— Task brief —
Begin at the line that contains "Category: carved finial" and stop after the final line of the rows below. Write those lines out again, requests unchanged, scaling every pixel coordinate in the answers by 2.5 and rounding each result to a whole number, with halves rounded up.

— Task material —
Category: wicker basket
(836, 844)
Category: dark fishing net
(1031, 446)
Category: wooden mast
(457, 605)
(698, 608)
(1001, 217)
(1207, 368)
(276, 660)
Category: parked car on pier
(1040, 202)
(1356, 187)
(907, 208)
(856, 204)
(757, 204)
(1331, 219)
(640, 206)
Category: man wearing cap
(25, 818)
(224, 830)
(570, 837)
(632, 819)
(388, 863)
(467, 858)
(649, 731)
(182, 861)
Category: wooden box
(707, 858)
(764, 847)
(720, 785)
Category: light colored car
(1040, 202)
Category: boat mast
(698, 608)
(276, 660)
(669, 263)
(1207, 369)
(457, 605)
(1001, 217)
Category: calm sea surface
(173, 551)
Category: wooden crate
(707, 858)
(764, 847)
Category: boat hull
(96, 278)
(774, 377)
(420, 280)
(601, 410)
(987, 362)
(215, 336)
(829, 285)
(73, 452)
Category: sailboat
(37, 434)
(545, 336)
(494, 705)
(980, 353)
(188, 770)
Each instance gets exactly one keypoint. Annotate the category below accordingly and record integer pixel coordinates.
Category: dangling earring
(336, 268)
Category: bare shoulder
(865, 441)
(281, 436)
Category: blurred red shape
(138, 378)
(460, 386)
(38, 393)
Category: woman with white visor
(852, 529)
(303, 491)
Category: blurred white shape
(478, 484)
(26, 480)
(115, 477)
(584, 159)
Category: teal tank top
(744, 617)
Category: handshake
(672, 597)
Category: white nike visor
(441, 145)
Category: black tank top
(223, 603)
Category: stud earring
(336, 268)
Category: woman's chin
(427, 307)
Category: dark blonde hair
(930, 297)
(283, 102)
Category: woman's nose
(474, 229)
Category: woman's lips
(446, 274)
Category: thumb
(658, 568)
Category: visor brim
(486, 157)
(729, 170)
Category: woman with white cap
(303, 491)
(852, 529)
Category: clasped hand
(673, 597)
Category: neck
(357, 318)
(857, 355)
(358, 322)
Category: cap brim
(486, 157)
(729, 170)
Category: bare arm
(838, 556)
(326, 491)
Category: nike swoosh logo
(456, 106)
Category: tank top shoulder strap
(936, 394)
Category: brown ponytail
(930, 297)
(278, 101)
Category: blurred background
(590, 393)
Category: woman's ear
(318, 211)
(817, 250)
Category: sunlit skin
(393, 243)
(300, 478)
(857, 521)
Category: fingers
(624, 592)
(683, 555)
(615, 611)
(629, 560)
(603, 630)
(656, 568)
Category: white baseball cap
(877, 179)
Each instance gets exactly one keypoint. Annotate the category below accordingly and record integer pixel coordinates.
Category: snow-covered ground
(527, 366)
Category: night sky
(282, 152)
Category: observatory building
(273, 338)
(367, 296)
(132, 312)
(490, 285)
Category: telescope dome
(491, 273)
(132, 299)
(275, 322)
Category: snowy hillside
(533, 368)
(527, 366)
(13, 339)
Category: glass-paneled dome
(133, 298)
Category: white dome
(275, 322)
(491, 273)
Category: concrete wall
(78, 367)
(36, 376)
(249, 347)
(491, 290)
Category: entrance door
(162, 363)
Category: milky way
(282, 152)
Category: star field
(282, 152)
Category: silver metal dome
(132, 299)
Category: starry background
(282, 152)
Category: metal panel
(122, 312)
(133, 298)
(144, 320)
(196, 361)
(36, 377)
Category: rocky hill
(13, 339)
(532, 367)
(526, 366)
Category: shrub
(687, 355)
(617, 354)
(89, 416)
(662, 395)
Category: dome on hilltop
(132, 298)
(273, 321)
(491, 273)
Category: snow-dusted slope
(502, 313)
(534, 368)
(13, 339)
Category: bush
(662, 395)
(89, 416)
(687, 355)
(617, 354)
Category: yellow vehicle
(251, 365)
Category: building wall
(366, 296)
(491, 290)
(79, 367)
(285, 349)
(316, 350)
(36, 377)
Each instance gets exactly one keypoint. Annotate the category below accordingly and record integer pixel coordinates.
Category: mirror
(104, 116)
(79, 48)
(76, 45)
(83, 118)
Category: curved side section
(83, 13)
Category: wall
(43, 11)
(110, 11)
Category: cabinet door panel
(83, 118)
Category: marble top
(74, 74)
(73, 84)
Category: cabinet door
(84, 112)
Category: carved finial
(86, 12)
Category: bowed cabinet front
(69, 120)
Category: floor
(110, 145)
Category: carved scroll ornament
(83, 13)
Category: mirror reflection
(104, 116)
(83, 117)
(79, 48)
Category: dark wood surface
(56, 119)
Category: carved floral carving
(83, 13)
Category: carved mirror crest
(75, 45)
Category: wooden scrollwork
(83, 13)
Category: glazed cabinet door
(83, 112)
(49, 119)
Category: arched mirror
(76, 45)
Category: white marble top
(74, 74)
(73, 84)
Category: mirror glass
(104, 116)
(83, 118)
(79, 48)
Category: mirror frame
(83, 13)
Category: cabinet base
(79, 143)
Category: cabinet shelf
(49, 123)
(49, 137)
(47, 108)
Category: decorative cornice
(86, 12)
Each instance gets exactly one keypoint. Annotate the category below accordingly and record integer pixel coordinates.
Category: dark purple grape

— Reply to the task —
Category: carved finial
(215, 30)
Category: bowed cabinet front
(173, 300)
Category: floor
(275, 363)
Category: carved scroll ornament
(208, 33)
Category: mirror reflection
(260, 290)
(208, 293)
(198, 120)
Category: dark wood surface
(140, 298)
Category: carved floral carving
(208, 33)
Category: carved mirror crest
(188, 113)
Category: wooden scrollwork
(208, 33)
Category: glazed cabinet door
(208, 280)
(123, 298)
Category: arched mirror
(190, 113)
Category: white marble top
(185, 185)
(183, 210)
Category: mirror glass
(260, 290)
(208, 295)
(198, 120)
Category: mirror frame
(208, 33)
Category: cabinet base
(198, 358)
Category: cabinet shelf
(123, 308)
(123, 343)
(118, 270)
Category: decorative cornice
(215, 30)
Each instance gets exactly one keypoint. Annotate the category below accordingly and record integer pixel coordinates.
Category: dark purple grape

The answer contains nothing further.